The problem:
Repeat the material below exactly, with no pictures.

──────── Stored rows ────────

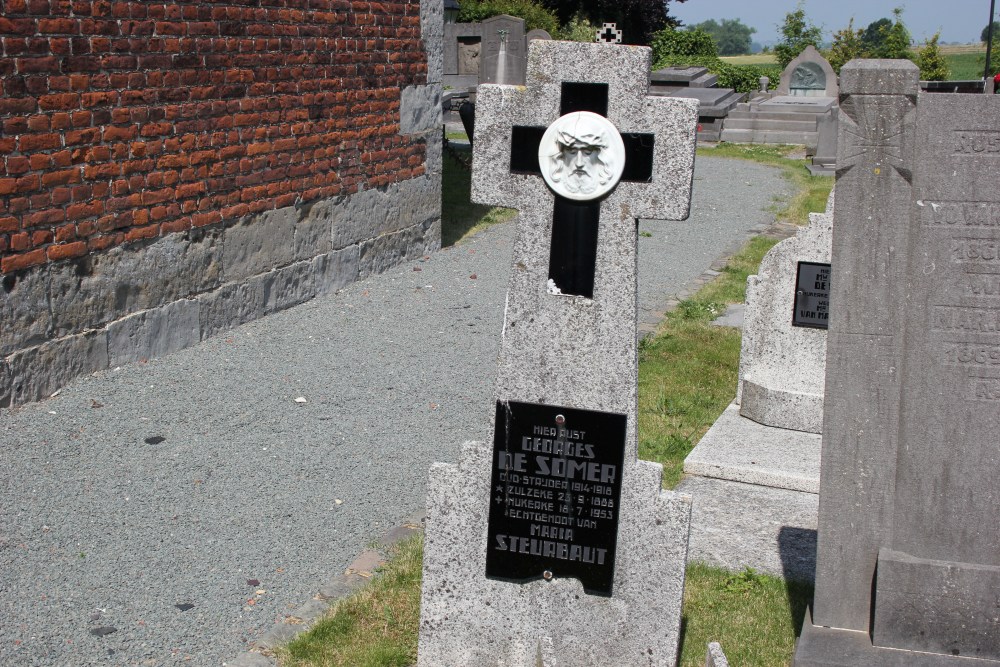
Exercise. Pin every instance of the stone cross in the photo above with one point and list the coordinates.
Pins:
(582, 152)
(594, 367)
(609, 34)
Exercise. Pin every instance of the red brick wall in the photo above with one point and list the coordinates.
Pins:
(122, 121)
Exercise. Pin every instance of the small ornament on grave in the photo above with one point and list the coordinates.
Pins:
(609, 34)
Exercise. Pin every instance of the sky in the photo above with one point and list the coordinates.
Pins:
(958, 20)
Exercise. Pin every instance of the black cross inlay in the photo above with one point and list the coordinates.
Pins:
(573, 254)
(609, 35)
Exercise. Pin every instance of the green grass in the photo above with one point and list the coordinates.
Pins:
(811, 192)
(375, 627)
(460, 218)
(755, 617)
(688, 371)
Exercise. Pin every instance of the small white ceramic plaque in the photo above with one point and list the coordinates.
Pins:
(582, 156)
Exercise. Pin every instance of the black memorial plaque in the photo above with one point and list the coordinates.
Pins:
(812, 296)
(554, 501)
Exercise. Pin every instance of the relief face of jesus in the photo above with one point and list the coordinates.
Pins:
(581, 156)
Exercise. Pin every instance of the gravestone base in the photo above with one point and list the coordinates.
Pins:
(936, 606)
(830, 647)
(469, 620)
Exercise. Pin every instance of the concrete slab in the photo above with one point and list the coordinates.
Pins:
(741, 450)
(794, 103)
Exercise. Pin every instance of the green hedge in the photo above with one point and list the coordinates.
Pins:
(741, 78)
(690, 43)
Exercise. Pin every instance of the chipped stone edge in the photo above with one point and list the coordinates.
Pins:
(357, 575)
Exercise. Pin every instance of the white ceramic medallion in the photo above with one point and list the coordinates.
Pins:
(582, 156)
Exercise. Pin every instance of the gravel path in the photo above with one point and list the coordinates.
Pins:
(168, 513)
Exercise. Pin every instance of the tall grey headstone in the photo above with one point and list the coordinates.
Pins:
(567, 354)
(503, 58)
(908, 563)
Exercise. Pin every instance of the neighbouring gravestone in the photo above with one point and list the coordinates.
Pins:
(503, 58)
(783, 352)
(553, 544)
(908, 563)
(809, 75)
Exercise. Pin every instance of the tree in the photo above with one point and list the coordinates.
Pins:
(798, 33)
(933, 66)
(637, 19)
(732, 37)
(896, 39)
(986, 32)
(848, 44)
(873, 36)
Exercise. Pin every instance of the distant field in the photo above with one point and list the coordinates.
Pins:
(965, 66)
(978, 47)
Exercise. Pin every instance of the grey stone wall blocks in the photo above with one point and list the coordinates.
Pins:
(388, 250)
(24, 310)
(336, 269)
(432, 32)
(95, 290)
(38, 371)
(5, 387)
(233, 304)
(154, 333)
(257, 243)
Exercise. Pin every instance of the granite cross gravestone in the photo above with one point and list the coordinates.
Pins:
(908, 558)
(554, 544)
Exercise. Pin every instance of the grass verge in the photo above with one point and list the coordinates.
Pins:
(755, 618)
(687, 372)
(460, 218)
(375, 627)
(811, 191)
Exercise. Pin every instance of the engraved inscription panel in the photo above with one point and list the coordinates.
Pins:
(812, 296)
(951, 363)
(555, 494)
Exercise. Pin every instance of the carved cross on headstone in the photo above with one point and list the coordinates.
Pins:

────────

Task solution:
Exercise. Pin every instance of the stone cross in the photo above with one point and list the coordinates.
Pins:
(582, 152)
(594, 367)
(609, 34)
Exercise. Pin every instance of the red brick wall in the photo above with one point and list the coordinates.
Pins:
(122, 121)
Exercise. Pin every instance of the small ornament on grave in the photo above with one point and list the coordinates.
Pins:
(609, 34)
Exercise. Pin every instance of the sky in the photo above with one point and list the coordinates.
Pins:
(958, 20)
Exercise. Pin every instance of the black cross inlay in the photo above with one point and list the coordinates.
Pins:
(573, 254)
(609, 35)
Exercise. Pin every instance of the green grass in the photo above with one point and list the coordinates.
Pins:
(811, 192)
(375, 627)
(460, 218)
(755, 617)
(688, 371)
Exercise. Pin every instance of the small white ceramic plaque in the photo above with one point and list the coordinates.
Pins:
(582, 156)
Exercise. Pin every instance of the black memorial plaque in the photo above with one point and list the coordinates.
Pins:
(812, 296)
(554, 501)
Exercise. Pin every instance of the relief face of jesus in the photo above with one point and list the coordinates.
Pins:
(581, 156)
Exercise. Pin every instance of the gravestone base in the photo above with one point and list the coordinates.
Pins:
(936, 606)
(830, 647)
(469, 620)
Exercise. Pin every instance of the concrete slab in the photo above with one point and list the coordinates.
Pins:
(741, 450)
(794, 103)
Exercise. Pin every instance of the green hedge in the photo above with one point and list the coordinates.
Pins:
(741, 78)
(690, 43)
Exercise. Pin every instance of the chipped stone edge in the photo above with one point and list the coordinates.
Pins:
(357, 575)
Exercise. Pin every instance of the white ceramic medallion in the photo above with one point and list the coordinates.
Pins:
(582, 156)
Exercise. Pin every instance of the gravel path in the photo above with one point and list the coordinates.
Pins:
(168, 513)
Exercise. Pin every instance of the tall grey headstone in the photo above with one point and list the coordinates.
Pins:
(567, 354)
(503, 58)
(908, 563)
Exercise. Pin every instance of the neighbouring gravestone in the photo above with one point and list the coordinates.
Pins:
(503, 58)
(783, 352)
(553, 544)
(908, 563)
(809, 75)
Exercise. Pin every instance of the tree in the photo above with one point and list the coordinates.
Pins:
(798, 33)
(933, 66)
(637, 19)
(732, 37)
(896, 39)
(986, 32)
(848, 44)
(873, 36)
Exercise. Pin every instance of the distant field in the photo above with one point and list the coordinates.
Pins:
(965, 66)
(978, 47)
Exercise. Pin every instance of the grey stone wall blocks in the photo above with one point and list the coordinates.
Pins:
(388, 250)
(24, 310)
(336, 269)
(432, 32)
(95, 290)
(38, 371)
(5, 387)
(233, 304)
(154, 333)
(257, 243)
Exercise. Pin every instance of the granite cross gravestone in the photo above with one point and list the coordinates.
Pins:
(908, 558)
(554, 544)
Exercise. Pin every instance of the grass verge in the photo above with one point and list the coordinates.
Pins:
(755, 618)
(687, 372)
(460, 218)
(375, 627)
(811, 191)
Exercise. Pin every instance of the engraved inscription panel in the photo above with one point and list the coordinates.
Pins:
(812, 296)
(951, 363)
(555, 494)
Exercise. Pin every instance of the carved cross on headstone in the photo above with one point and list the coordinates.
Pins:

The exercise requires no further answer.